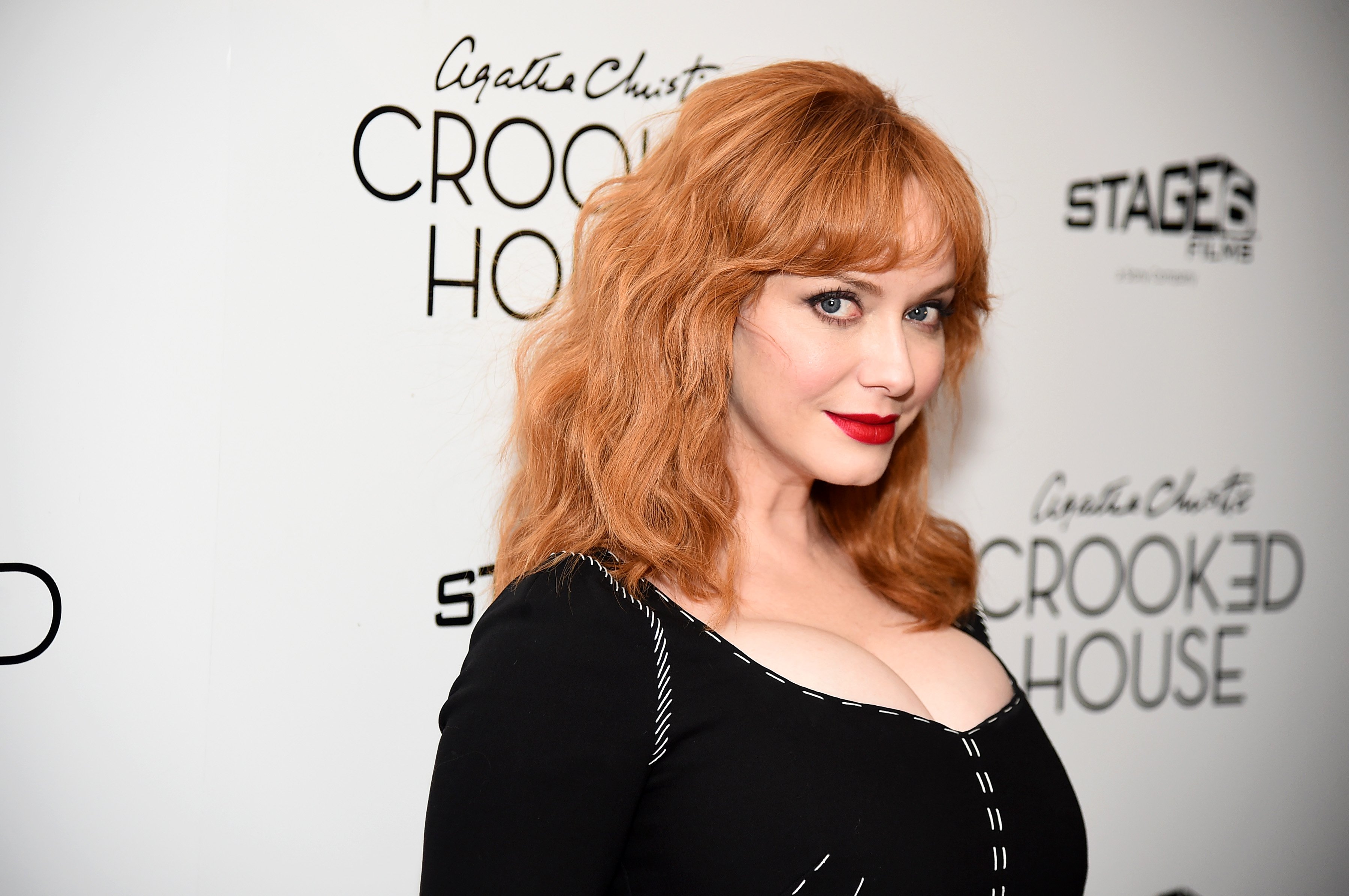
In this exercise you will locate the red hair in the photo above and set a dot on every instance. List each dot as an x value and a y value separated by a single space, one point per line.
621 416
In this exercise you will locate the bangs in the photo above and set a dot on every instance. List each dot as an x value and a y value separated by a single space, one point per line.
843 193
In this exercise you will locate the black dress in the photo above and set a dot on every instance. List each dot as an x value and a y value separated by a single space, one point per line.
597 743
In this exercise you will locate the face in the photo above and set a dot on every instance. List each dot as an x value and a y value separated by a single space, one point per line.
830 370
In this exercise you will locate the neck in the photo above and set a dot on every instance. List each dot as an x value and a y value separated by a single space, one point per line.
775 513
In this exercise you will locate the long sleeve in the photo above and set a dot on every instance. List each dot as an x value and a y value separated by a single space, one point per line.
546 741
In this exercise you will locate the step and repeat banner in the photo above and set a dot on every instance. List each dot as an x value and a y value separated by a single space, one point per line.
261 273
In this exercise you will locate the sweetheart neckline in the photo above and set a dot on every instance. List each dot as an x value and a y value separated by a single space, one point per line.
888 710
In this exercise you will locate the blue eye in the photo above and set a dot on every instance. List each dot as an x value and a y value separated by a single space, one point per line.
836 307
927 314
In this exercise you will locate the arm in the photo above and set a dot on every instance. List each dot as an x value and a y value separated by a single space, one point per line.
546 741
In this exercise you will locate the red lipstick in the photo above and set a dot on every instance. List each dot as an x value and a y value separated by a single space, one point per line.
872 430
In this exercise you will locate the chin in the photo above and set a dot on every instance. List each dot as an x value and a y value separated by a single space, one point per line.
860 473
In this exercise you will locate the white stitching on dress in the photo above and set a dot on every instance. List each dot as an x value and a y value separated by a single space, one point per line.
1000 852
664 694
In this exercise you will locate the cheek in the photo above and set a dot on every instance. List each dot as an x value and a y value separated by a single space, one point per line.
786 366
929 362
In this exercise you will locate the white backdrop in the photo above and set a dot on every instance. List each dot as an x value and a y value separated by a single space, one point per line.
247 457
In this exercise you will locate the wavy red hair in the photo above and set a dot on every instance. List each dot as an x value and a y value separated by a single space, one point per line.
621 416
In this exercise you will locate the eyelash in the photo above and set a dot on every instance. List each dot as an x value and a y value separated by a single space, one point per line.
814 302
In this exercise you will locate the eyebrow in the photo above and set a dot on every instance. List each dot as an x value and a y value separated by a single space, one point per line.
872 289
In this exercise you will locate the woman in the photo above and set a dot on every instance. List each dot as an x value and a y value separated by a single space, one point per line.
737 654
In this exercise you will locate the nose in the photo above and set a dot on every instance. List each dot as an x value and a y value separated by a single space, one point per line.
885 362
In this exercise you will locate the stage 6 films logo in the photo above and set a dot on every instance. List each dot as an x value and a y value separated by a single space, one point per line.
1211 203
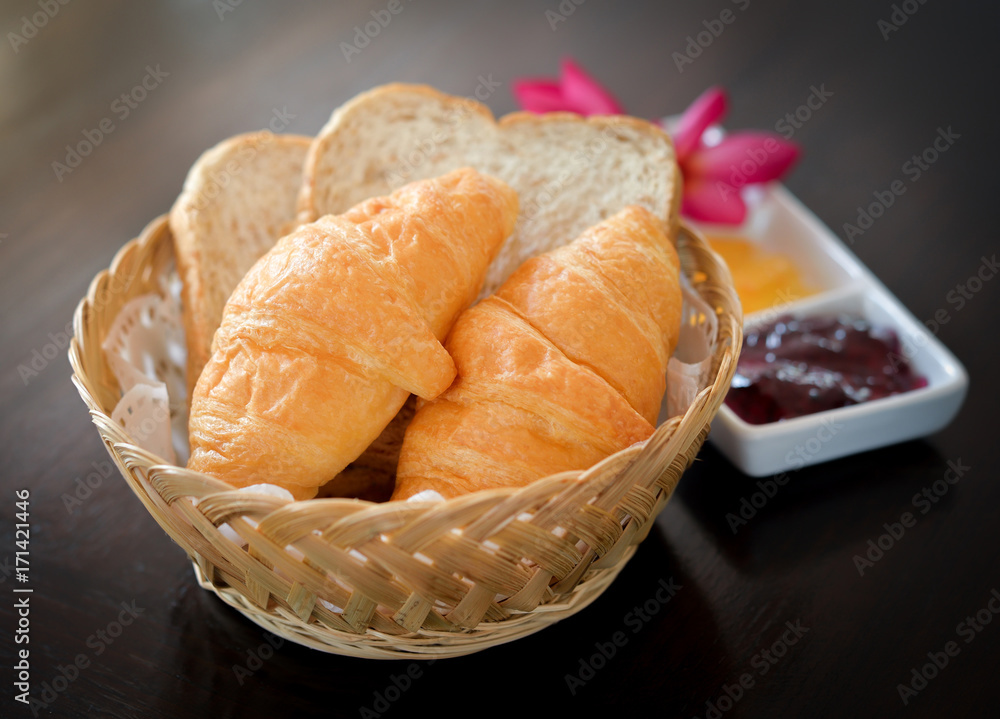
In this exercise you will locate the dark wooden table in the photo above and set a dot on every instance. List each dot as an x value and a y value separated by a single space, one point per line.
779 604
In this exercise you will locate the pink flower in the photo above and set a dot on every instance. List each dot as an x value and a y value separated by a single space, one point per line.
574 91
714 175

**EXERCISE DETAILS:** Starting at the line that contains "In this exercise you will locate the pink" and ending with the last line of the material, rewrite those lines as a numbered list with any blank lines omitted.

**REPLY:**
1. In this exercise you will locate the pink flower in the photo above and set a dot on every instance. List each dot as an x value and a y value separated by a single space, one point per line.
2. 574 91
3. 714 175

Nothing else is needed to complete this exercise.